Пять пудов любви

Ирина Дмитриевна Кузнецова
Одна из самых известных чеховских пьес 90-х годов позапрошлого века всегда вызывала не только интерес постановщиков, но и массу вопросов, главный из которых: о чём хотел сказать автор? Но кто же лучше его самого это знает - получим ответ из первых уст. «Комедия, три женских роли, шесть мужских, четыре акта, пейзаж (вид на озеро); много разговоров о литературе, мало действия, пять пудов любви» (из письма А.П. Чехова к А.С. Суворину, 1895). Автор, на мой взгляд, предельно точен - пьеса именно о любви. Это можно признавать или не признавать, чувствовать или не чувствовать, суть не меняется. И вообще, каждый видит то, что желает увидеть. А желает (точнее непроизвольно воспринимает) созвучное своей душе, остальное готов вынести за скобки.

Исходные данные:

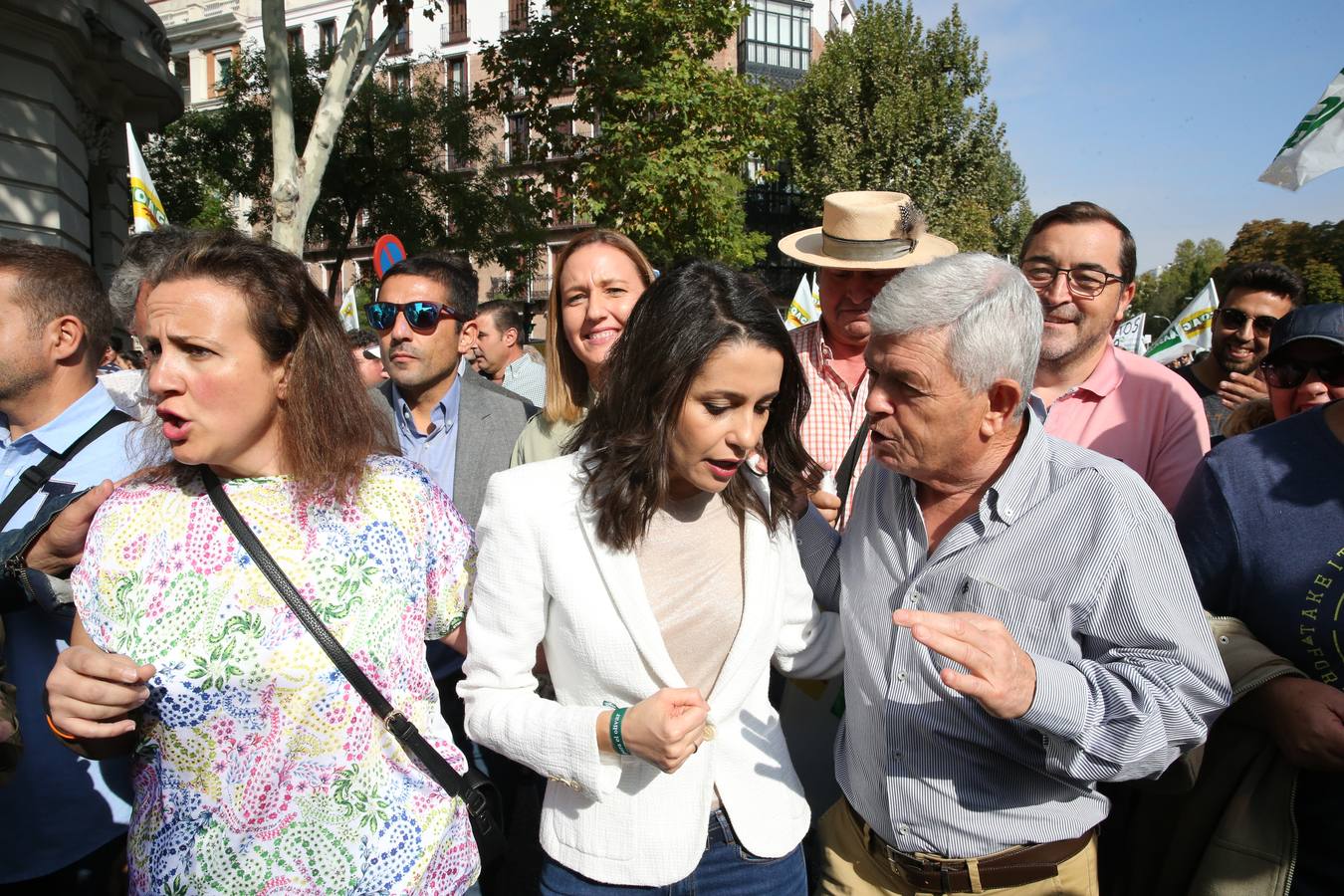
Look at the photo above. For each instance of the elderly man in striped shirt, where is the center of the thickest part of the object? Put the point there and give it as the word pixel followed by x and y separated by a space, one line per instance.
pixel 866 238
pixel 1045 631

Задание: Объясните по тексту «Пять пудов любви», почему его автор считает, что пьеса именно о любви. Уложитесь в одно–три предложения. Исходные данные для работы не понадобятся.

Письменный ответ: Так описал пьесу сам А.П. Чехов: в письме к А.С. Суворину 1895 года он упомянул в ней «пять пудов любви». А о чём хотел сказать автор, лучше него самого никто не знает. Поэтому автор текста считает эту характеристику предельно точной.